■ **SOURCE DOCUMENT**
◆ ◆ ◆ ◆

The Google Antitrust Catalyst

Management dedicated significant airtime to the ongoing Google antitrust trial, viewing it as a massive potential catalyst for the struggling DV+ segment. They estimate that every 1% of market share gained from Google could yield ~$50M in annualized Contribution ex-TAC at 90%+ margins. While this math is enticing, it remains entirely speculative and relies on specific behavioral remedies being implemented.

DRIVERNEW🟢

AI as an Infrastructure Enhancer

Rather than fearing disintermediation from AI, Magnite is actively leaning in. They executed the industry's first agent-to-agent campaign with Scope3 and MiQ. Management's thesis is that AI agents will drastically increase transaction velocity, but these agents will still require trusted, scaled SSP rails (like Magnite) for clearing, compliance, and settlement.

DRIVER🟢

Margin Expansion Through Cloud Efficiency

Profitability is accelerating. Adjusted EBITDA margins expanded from 25.2% to 26.6% YoY. This is the direct result of migrating off expensive public clouds onto a hybrid, owned-infrastructure model. This cost discipline allowed Magnite to raise its full-year EBITDA margin target to at least 35.5%.

CONCERN🔴

Macro Softness in Specific Verticals

While overall ad spend is stable, management specifically flagged weakness in the Automotive vertical, alongside pockets of softness in Technology and Food & Beverage. This creates a challenging macroeconomic backdrop specifically for the lower-funnel, performance-driven DV+ business.

Other KPIs

Operating Cash Flow (26Q1)$23.3 million

Accelerating cash generation is transforming the balance sheet. Magnite ended the quarter with $184.6M in cash (after paying down convertible notes) and is targeting to return ~50% of Free Cash Flow to shareholders over time via a new $200M buyback authorization.

Net Income (26Q1)$4.4 million

Reversing from a -$9.6 million net loss in 25Q1. This marks a clean flip to GAAP profitability, driven by higher gross margins on the CTV side and flattened technology/development expenses.

◆ ◆ ◆ ◆

■ **WHAT YOU WILL DO**
Answer these from the Magnite notes above, one line each:
1. Which two companies did Magnite execute the agent-to-agent campaign with?
2. What were Adjusted EBITDA margins before and after the year-over-year expansion?
3. How much cash did Magnite end the quarter with?

◆ ◆ ◆ ◆

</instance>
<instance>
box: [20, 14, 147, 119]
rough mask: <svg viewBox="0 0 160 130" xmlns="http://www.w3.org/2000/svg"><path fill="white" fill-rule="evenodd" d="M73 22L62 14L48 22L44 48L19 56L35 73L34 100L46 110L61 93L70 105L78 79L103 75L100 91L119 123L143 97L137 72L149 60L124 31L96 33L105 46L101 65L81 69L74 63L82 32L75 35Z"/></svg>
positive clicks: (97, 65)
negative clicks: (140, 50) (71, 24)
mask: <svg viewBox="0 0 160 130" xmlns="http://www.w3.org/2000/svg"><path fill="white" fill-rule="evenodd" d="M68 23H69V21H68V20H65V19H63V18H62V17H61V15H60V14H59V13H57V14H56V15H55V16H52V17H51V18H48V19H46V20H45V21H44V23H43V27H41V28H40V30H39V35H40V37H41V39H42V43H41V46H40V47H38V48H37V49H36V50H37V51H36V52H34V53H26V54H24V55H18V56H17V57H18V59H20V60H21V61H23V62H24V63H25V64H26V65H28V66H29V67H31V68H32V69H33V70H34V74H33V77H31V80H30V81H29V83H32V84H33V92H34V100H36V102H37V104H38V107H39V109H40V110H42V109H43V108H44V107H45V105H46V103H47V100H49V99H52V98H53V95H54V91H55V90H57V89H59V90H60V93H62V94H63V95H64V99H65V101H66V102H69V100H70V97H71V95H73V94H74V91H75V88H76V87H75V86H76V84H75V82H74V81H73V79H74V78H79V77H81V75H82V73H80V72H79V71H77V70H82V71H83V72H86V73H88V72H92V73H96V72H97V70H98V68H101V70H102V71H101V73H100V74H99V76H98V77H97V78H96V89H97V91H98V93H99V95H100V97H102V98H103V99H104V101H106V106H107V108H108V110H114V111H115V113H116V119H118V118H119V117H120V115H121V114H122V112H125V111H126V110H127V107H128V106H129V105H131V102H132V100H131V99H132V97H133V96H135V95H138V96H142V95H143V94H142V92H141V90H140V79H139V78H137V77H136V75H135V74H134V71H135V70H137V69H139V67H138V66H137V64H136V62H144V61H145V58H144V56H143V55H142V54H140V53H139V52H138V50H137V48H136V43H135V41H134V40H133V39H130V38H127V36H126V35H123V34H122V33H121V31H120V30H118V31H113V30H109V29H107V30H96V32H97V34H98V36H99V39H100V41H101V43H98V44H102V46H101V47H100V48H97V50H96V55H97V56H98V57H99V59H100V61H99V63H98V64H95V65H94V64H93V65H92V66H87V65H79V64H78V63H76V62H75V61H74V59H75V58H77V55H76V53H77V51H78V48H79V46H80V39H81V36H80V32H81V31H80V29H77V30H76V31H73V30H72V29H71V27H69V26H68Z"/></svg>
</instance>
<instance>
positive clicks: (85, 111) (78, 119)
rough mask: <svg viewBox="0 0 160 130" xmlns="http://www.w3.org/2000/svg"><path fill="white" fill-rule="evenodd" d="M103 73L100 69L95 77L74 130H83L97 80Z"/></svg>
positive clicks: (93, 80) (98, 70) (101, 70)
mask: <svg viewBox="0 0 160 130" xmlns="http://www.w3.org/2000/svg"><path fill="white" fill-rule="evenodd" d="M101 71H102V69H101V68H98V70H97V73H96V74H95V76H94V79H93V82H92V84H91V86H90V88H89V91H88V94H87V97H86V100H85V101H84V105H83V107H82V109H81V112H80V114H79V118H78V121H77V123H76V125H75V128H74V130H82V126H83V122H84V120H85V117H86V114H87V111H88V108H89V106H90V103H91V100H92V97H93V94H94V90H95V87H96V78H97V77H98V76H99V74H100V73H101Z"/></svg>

◆ ◆ ◆ ◆

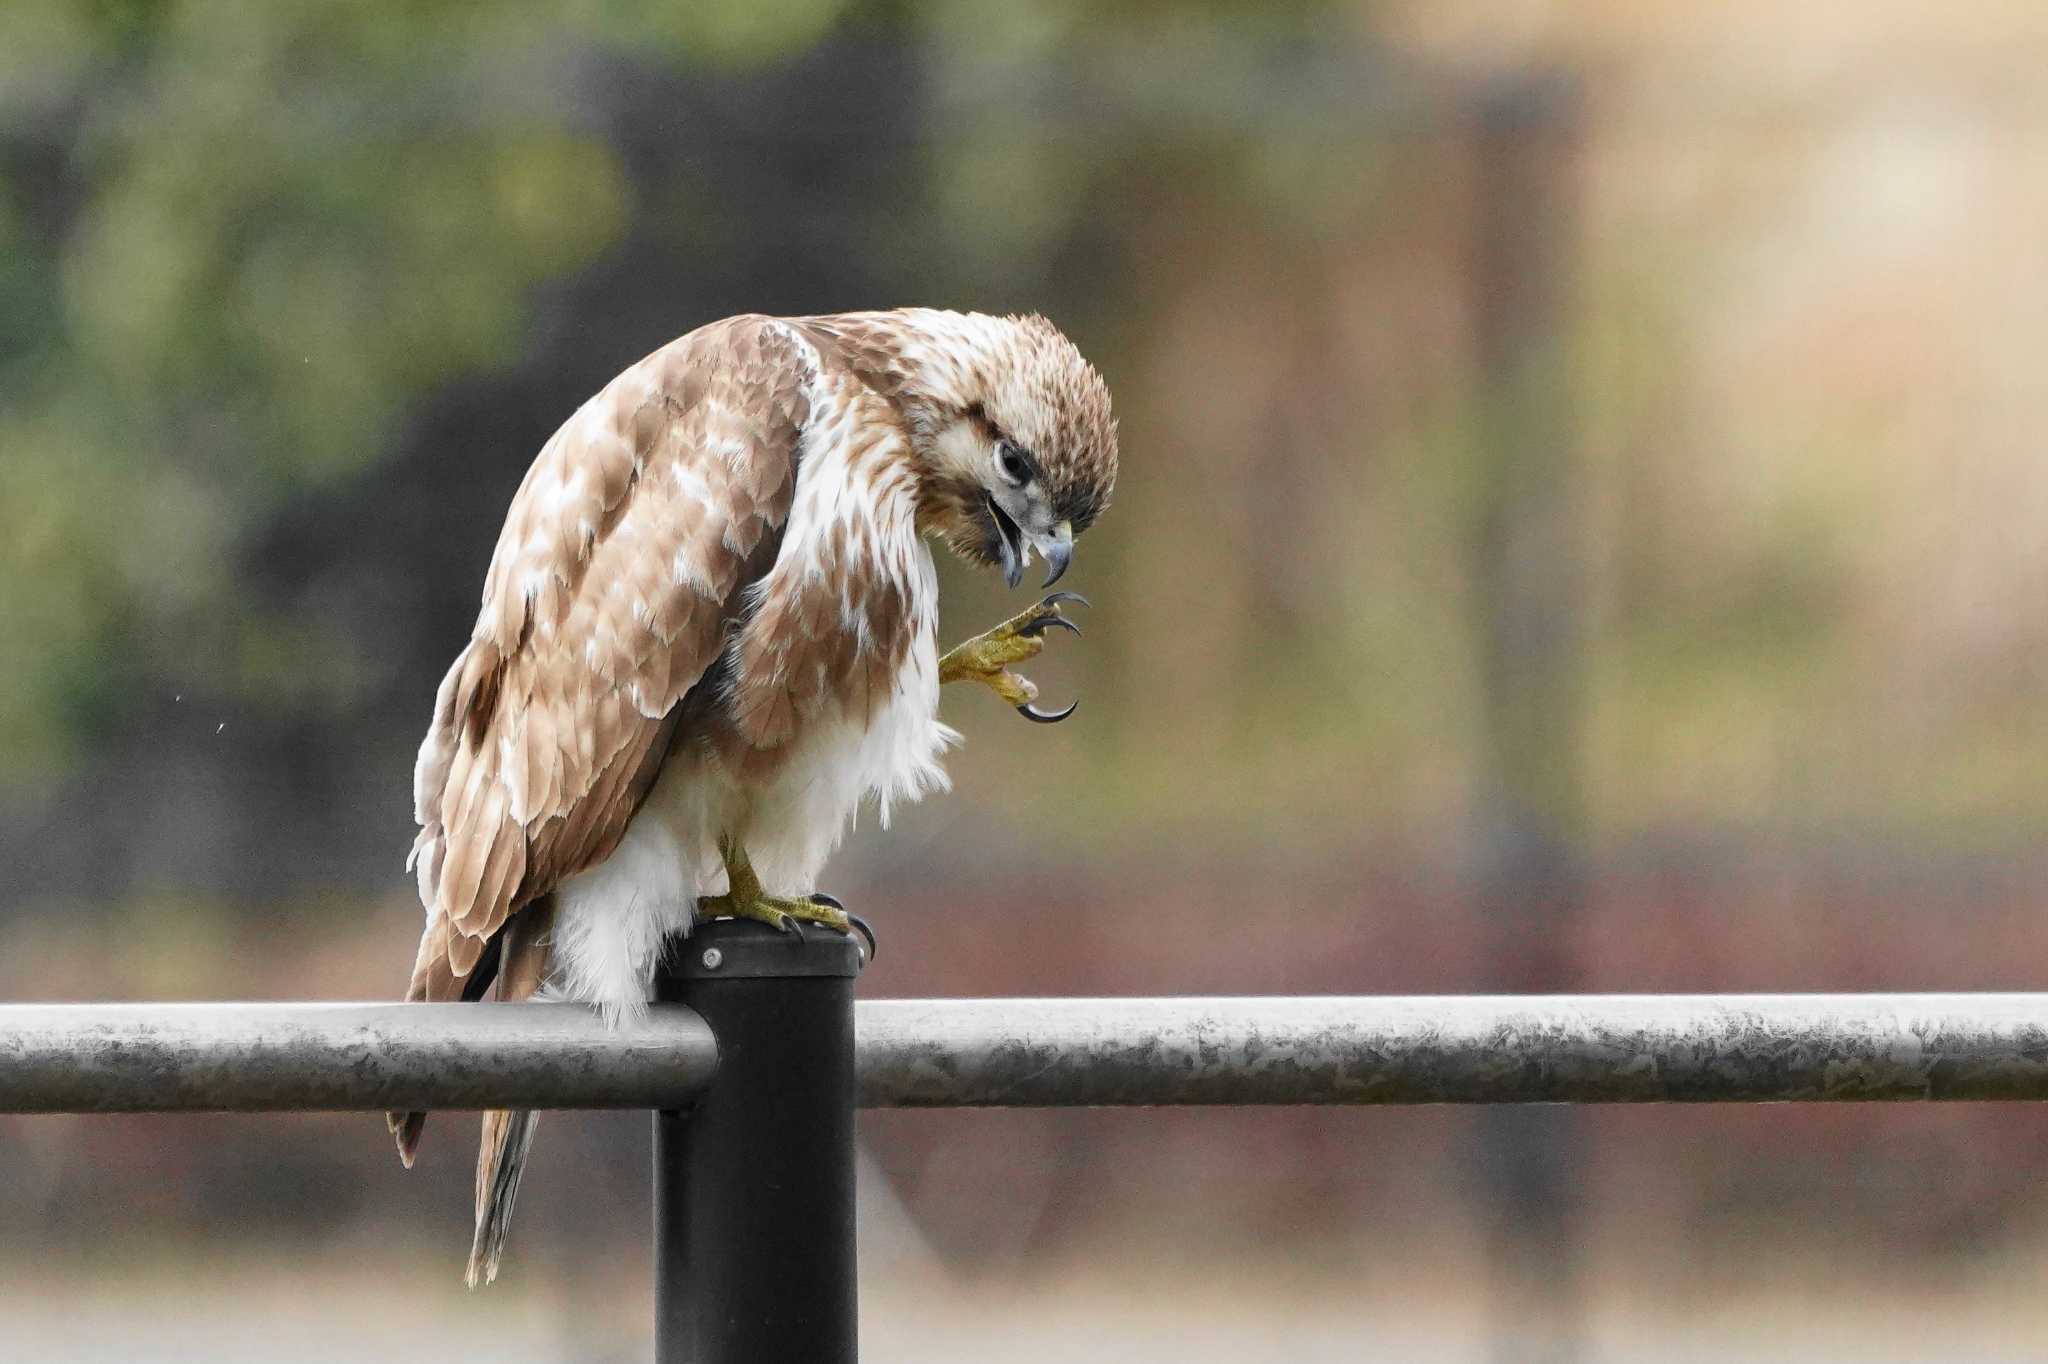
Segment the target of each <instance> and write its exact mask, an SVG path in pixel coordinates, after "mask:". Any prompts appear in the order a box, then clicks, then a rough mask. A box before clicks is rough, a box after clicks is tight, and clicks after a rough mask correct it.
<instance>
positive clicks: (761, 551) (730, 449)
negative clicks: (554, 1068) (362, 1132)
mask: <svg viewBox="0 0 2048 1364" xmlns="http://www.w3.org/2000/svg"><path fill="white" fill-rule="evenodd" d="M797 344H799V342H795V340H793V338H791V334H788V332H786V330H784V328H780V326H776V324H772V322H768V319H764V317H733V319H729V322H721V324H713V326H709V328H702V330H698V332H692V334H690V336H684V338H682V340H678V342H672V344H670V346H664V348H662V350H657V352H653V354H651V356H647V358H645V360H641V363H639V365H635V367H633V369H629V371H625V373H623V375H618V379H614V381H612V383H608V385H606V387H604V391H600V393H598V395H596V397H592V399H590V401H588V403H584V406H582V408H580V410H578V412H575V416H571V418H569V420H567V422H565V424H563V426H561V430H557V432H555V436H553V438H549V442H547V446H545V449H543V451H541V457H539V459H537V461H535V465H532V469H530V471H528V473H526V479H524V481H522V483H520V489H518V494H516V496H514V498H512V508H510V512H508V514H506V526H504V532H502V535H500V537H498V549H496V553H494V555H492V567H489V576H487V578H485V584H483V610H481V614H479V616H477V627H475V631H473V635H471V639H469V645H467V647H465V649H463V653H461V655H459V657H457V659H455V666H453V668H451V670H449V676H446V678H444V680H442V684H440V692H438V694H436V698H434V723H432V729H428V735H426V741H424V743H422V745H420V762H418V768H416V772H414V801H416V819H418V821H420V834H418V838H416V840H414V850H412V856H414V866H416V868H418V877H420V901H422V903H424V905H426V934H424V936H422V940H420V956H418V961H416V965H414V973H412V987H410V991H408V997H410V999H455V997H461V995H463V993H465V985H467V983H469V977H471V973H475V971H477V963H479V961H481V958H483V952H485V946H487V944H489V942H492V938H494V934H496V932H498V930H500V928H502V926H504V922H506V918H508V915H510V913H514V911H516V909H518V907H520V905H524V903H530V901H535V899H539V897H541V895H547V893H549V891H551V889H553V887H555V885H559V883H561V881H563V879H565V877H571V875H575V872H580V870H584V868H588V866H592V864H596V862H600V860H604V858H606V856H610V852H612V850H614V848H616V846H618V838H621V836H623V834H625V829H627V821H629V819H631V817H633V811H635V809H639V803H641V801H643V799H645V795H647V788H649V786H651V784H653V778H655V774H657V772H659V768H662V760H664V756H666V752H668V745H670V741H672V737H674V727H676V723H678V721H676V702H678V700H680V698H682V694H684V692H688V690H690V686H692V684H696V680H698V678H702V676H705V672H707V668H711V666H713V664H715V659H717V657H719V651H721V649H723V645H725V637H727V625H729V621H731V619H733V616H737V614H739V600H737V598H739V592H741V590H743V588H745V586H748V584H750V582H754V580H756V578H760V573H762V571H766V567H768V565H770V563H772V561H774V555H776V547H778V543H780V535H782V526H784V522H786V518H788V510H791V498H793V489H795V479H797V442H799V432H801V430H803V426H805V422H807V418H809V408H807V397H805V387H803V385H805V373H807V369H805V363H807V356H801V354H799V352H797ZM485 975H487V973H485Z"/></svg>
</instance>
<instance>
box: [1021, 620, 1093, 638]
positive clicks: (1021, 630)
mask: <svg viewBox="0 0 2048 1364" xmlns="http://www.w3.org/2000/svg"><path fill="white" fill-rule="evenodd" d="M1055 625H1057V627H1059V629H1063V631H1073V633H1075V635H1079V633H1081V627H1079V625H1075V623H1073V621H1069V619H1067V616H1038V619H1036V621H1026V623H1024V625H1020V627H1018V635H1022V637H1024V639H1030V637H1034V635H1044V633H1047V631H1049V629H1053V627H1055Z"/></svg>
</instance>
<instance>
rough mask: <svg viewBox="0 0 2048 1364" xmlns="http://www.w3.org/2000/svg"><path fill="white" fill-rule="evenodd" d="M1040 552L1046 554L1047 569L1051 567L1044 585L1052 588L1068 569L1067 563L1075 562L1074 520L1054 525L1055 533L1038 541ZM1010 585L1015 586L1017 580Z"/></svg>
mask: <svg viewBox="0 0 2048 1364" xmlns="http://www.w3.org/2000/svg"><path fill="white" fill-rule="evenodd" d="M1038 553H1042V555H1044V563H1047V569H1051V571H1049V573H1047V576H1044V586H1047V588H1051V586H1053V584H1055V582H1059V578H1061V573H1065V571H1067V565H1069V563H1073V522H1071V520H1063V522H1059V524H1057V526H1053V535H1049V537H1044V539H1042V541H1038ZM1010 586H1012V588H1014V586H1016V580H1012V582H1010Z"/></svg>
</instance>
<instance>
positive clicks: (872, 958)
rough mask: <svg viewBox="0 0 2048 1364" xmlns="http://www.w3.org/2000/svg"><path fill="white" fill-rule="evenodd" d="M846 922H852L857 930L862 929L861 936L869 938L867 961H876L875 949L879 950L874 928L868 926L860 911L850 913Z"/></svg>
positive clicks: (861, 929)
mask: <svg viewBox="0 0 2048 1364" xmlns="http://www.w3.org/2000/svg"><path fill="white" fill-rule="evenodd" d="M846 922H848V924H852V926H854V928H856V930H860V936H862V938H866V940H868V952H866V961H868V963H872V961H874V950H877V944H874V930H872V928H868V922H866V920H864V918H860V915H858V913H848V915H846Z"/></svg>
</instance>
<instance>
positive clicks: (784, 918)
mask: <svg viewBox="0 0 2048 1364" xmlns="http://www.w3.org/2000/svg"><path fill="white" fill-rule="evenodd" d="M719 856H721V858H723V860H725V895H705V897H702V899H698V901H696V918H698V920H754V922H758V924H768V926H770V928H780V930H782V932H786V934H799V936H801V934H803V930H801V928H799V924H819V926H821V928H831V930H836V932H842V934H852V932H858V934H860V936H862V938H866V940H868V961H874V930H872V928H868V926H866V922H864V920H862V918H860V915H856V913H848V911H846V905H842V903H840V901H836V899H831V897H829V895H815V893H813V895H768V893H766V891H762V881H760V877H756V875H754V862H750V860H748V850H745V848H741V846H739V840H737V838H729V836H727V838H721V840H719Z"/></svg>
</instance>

◆ ◆ ◆ ◆

■ **EXERCISE ANSWER**
1. Scope3 and MiQ.
2. 25.2% before and 26.6% after.
3. $184.6M.